What is asked: In the basketball excerpt, reproduce the stretch from "Jones, a senior, was" through "of a scorer.", swapping "leading scorer" for "top scorer".

Jones, a senior, was the leading scorer at 18.2 points per game.  Blount, a junior, averaged 8.4 and 6.3 rebounds, 2nd on the team behind Jones.  Nelson was an undersized physical presence and not much of a scorer.

Huggins’ talented back court included one of his former Akron players in senior Anthony Buford.  The other was, along with Blount, Cincinnati’s only NBA talent.  That was junior Nick Van Exel.

Van Exel gained the starting spot at the point midway through the season and Cincinnati was 18-1 since.  He averaged 12 points per game during the season but stepped it up in the Great Midwest Conference Tournament and NCAA Tournament, averaging 15.7 while shooting 67.4% from the field.

The bench consisted of former starting point guard Allen Jackson, swingman Erik Martin, and former starting center Jeff Scott.  Jackson and Scott were replaced by Nelson and Van Exel after Cincinnati lost to DePaul to fall to 12-3.

They went 18-1 since and beat Penny Hardaway and Memphis State 4 times during that stretch, including an 88-57 drubbing in the Regional Finals.

But Cincinnati and its JuCo stars were still an unknown commodity and had nowhere near garnered the attention of the Fab Five of Michigan.  Michigan had openly talked about wanting to play Duke in the Title Game and, as Anthony Buford had said during the week, it looked like Michigan might be overlooking the 29-4 Bearcats who were a #4 seed in the Midwest Regional.

There wasn’t a shortage of trash-talking throughout the week and even into the pregame.  But the talking ceased a bit and each team got off to a good start.

Chris Webber hit two hooks from down low and Jimmy King hit two threes while Nick Van Exel picked up where he left off with 7 quick points.  Through the first 4 minutes, Michigan was 5-for-5 from the field and Cincinnati was 4-for-5.

The Bearcats were, however, forcing some turnovers due to their press, which they could unleash at any point (whereas most teams can only set up their press after a made basket or on an out-of-bounds play).

The pressure defense turned around the game after Cincinnati’s big men, Blount and Scott, got into foul trouble and Michigan went on a 9-0 run to take a 25-18 lead halfway through the 1st half.

Object pointing dataset rows
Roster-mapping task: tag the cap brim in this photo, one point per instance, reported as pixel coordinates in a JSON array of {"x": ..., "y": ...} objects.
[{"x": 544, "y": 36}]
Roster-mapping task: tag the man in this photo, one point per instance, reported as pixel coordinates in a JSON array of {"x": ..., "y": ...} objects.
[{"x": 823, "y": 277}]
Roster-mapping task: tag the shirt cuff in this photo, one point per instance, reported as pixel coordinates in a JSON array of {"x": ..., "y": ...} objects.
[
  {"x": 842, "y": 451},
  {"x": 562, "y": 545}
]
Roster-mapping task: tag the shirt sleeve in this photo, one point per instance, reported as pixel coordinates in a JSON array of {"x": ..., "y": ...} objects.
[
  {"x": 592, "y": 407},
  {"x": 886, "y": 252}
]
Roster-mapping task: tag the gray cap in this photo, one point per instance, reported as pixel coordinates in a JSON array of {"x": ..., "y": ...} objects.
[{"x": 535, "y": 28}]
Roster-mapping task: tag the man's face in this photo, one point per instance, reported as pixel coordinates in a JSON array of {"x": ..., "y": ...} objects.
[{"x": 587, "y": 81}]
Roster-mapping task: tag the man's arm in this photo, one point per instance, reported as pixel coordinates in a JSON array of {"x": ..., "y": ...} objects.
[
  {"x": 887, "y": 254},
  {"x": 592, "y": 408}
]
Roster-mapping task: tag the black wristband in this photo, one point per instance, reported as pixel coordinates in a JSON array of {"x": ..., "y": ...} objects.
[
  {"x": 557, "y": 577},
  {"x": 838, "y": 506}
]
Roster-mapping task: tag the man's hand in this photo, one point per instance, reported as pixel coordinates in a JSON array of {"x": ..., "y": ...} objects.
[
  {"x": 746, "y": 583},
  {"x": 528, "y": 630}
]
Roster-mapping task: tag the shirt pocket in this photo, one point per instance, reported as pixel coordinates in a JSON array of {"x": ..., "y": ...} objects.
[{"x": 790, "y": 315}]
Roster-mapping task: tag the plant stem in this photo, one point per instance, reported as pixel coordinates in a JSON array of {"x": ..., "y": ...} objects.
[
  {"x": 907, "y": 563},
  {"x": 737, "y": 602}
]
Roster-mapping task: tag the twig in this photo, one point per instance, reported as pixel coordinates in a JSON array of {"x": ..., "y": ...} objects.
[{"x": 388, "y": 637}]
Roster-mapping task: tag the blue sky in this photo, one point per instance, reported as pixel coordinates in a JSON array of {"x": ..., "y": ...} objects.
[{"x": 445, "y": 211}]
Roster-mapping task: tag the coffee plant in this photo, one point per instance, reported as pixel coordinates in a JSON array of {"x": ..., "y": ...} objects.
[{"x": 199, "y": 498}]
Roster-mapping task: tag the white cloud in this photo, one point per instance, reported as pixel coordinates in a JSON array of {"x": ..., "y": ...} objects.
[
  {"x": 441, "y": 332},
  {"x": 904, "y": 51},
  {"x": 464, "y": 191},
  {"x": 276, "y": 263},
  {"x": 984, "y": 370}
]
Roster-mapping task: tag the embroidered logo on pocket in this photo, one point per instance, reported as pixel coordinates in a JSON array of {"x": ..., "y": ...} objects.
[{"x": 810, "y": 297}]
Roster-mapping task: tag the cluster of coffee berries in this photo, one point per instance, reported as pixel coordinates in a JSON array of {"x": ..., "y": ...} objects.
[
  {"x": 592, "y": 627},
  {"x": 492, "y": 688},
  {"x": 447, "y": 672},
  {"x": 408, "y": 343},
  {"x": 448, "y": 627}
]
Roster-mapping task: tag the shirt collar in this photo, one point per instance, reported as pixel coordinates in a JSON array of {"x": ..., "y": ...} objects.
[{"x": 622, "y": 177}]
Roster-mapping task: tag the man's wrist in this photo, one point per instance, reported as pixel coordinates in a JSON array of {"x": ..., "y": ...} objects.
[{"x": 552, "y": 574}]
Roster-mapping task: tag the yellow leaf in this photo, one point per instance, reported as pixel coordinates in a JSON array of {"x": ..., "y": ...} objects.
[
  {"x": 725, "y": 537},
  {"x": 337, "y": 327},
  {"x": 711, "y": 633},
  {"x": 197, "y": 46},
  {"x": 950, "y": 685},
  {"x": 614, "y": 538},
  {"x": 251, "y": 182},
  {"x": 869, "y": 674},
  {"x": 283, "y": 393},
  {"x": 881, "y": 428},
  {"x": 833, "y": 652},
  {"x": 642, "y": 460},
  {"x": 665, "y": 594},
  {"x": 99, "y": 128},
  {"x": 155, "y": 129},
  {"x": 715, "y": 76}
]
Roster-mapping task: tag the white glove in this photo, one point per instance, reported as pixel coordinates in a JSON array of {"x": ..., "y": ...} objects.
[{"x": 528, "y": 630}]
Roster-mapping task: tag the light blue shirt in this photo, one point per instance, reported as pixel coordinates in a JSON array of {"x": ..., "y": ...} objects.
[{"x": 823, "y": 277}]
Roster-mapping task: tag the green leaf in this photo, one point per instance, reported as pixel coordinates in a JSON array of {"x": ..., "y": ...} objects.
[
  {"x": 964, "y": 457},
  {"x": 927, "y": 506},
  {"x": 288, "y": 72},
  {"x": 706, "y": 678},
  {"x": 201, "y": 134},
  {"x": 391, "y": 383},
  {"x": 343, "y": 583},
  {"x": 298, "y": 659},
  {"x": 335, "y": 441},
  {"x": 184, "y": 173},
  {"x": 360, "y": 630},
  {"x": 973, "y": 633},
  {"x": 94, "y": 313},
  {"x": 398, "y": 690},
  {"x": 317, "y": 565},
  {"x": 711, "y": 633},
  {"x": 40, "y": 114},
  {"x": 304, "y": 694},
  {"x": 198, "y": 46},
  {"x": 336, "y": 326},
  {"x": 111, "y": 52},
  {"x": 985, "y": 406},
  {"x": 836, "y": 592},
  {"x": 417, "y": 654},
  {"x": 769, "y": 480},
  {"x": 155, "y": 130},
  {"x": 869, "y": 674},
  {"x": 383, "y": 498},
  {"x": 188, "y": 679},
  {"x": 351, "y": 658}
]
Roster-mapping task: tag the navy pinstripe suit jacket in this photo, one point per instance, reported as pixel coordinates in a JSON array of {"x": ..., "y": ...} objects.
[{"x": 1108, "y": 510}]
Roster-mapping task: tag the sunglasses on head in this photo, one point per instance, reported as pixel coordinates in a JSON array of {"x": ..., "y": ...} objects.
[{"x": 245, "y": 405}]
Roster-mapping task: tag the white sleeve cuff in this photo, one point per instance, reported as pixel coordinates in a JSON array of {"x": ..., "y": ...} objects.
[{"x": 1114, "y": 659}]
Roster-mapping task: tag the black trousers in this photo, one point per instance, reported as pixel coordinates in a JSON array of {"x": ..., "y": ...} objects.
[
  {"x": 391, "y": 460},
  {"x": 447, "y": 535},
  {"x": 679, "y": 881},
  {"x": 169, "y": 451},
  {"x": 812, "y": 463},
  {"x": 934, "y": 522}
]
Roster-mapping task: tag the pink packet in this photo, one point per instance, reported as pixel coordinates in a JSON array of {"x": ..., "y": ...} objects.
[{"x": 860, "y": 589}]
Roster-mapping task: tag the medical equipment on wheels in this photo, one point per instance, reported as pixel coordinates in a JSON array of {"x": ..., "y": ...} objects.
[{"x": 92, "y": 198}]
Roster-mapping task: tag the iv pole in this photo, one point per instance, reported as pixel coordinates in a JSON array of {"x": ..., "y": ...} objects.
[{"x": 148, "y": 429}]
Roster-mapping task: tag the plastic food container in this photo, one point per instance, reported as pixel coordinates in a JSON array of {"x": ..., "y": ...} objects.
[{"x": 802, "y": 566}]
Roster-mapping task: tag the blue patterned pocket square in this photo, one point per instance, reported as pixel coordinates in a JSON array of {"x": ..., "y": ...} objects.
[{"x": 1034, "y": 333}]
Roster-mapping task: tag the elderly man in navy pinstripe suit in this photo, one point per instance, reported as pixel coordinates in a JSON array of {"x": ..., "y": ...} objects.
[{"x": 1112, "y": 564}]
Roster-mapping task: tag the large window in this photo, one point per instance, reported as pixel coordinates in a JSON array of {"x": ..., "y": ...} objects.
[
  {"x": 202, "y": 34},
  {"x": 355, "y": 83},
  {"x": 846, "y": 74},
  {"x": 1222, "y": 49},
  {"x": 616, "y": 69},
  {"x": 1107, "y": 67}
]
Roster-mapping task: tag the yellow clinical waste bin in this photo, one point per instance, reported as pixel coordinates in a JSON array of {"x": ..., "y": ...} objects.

Final result:
Jones, a senior, was the top scorer at 18.2 points per game.  Blount, a junior, averaged 8.4 and 6.3 rebounds, 2nd on the team behind Jones.  Nelson was an undersized physical presence and not much of a scorer.